Set problem
What follows is a block of records; restate each one word for word.

(Position annotation records)
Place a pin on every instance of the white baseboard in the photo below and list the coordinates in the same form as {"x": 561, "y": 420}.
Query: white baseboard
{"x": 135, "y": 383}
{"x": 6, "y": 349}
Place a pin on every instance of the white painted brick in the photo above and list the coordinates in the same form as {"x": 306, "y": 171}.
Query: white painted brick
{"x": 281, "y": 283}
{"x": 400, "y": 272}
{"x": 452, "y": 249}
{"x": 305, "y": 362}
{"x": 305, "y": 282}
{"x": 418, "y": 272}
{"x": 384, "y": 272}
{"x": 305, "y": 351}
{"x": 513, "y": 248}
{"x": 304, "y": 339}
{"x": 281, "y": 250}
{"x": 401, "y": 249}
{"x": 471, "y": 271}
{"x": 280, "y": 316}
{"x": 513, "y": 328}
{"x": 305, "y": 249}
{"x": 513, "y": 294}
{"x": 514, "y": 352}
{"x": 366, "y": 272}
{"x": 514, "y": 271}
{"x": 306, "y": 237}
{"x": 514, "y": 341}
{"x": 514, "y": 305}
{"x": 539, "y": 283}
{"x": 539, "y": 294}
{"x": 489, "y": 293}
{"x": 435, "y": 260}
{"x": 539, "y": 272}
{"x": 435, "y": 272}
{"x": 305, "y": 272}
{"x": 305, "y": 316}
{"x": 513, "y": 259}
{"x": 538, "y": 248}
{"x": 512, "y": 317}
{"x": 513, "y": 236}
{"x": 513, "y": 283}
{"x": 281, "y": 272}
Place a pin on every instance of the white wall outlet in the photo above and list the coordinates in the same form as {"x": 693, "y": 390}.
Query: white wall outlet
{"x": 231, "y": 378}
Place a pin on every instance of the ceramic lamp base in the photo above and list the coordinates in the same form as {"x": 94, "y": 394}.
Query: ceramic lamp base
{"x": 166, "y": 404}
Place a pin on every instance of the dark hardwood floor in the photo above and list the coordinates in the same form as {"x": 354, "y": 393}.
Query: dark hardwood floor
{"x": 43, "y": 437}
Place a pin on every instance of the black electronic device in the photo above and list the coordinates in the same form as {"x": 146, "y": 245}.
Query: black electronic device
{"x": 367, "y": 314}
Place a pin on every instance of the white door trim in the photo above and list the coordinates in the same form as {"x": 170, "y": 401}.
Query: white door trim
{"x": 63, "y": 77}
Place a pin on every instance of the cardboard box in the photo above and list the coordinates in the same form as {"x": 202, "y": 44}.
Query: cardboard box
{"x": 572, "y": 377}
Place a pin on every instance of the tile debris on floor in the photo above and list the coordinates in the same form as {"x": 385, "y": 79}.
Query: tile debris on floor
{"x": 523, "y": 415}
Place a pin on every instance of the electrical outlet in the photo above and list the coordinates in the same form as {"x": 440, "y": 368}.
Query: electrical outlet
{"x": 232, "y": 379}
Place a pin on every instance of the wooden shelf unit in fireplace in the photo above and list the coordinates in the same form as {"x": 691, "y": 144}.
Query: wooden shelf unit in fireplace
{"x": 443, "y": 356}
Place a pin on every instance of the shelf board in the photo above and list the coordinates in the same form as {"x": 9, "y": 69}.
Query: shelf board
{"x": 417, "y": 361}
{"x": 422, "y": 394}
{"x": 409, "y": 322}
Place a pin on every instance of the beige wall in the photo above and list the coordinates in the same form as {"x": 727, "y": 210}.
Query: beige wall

Answer for this exercise
Place a pin on every instance of the white baseboard in the photo below and list the coordinates in the same form as {"x": 561, "y": 420}.
Query: white baseboard
{"x": 135, "y": 383}
{"x": 6, "y": 349}
Place a pin on every instance of the white painted brick in the photo above and list the coordinates in the same form as {"x": 306, "y": 171}.
Query: white painted brick
{"x": 281, "y": 283}
{"x": 400, "y": 272}
{"x": 452, "y": 249}
{"x": 305, "y": 362}
{"x": 305, "y": 282}
{"x": 418, "y": 272}
{"x": 384, "y": 272}
{"x": 305, "y": 351}
{"x": 513, "y": 248}
{"x": 304, "y": 339}
{"x": 281, "y": 250}
{"x": 401, "y": 249}
{"x": 471, "y": 271}
{"x": 280, "y": 316}
{"x": 513, "y": 328}
{"x": 305, "y": 249}
{"x": 513, "y": 294}
{"x": 514, "y": 352}
{"x": 366, "y": 272}
{"x": 514, "y": 271}
{"x": 306, "y": 237}
{"x": 514, "y": 341}
{"x": 514, "y": 305}
{"x": 539, "y": 283}
{"x": 539, "y": 294}
{"x": 489, "y": 293}
{"x": 435, "y": 260}
{"x": 539, "y": 272}
{"x": 435, "y": 272}
{"x": 305, "y": 272}
{"x": 305, "y": 316}
{"x": 513, "y": 259}
{"x": 538, "y": 248}
{"x": 512, "y": 317}
{"x": 513, "y": 236}
{"x": 513, "y": 283}
{"x": 281, "y": 272}
Place a pin on every instance of the white wall outlet in the photo above and list the coordinates in the same form as {"x": 693, "y": 390}.
Query: white wall outlet
{"x": 231, "y": 378}
Place a pin on every instance of the ceramic lamp base in the photo above and list the coordinates in the same form as {"x": 94, "y": 394}.
Query: ceramic lamp base
{"x": 166, "y": 404}
Place a pin on every instance of the dark hardwood floor in the photo above and list the coordinates in the same form as {"x": 354, "y": 393}.
Query: dark hardwood floor
{"x": 43, "y": 437}
Place a pin on every instance of the black electronic device in the photo above and list the coordinates in the same form as {"x": 146, "y": 245}.
Query: black electronic device
{"x": 367, "y": 314}
Place a pin on every instance of the white door trim in the photo above and list the coordinates in the same form as {"x": 170, "y": 401}.
Query: white door trim
{"x": 63, "y": 77}
Place a pin on every instance of the cardboard box in the photo above and list the coordinates in the same form as {"x": 202, "y": 44}.
Query: cardboard box
{"x": 572, "y": 377}
Place a pin on every instance of the tile debris on floor in the photo above and list the coordinates in the same form as {"x": 385, "y": 79}.
Query: tile debris on floor
{"x": 523, "y": 415}
Place a pin on every instance of the electrical outlet in the photo above and list the coordinates in the same form as {"x": 440, "y": 368}.
Query: electrical outlet
{"x": 232, "y": 379}
Place a pin on every instance of the wooden shelf unit in fireplace in the photo above and list the coordinates in the same form as {"x": 691, "y": 144}.
Query: wooden shelf unit in fireplace
{"x": 443, "y": 356}
Place a pin on every instance of the shelf board in the photo above and list the coordinates in the same form as {"x": 9, "y": 69}.
Query: shelf board
{"x": 417, "y": 361}
{"x": 422, "y": 394}
{"x": 409, "y": 322}
Place a pin on every instance of the beige wall in the photo above and list the coordinates in the same form as {"x": 727, "y": 210}.
Query: beige wall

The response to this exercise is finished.